JOB » Return every line of the material below unchanged, leaving out the image.

Items from a data source »
— begin —

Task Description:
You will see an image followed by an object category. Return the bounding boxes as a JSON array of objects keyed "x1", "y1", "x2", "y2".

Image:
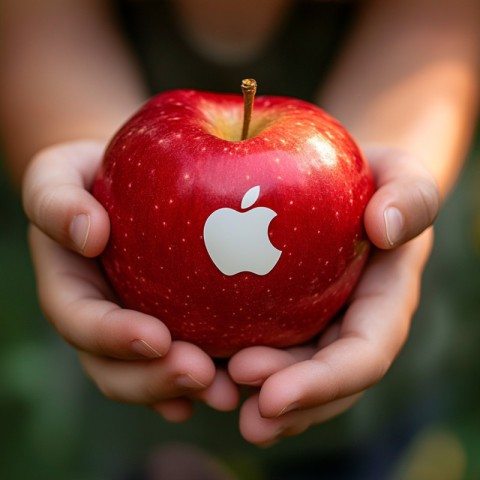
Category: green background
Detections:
[{"x1": 0, "y1": 125, "x2": 480, "y2": 480}]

— end —

EXERCISE ANSWER »
Task Description:
You will see an image followed by an object category. Return the bounding boxes as a JSON array of objects keyed "x1", "y1", "x2", "y2".

Image:
Category: green background
Detections:
[{"x1": 0, "y1": 125, "x2": 480, "y2": 480}]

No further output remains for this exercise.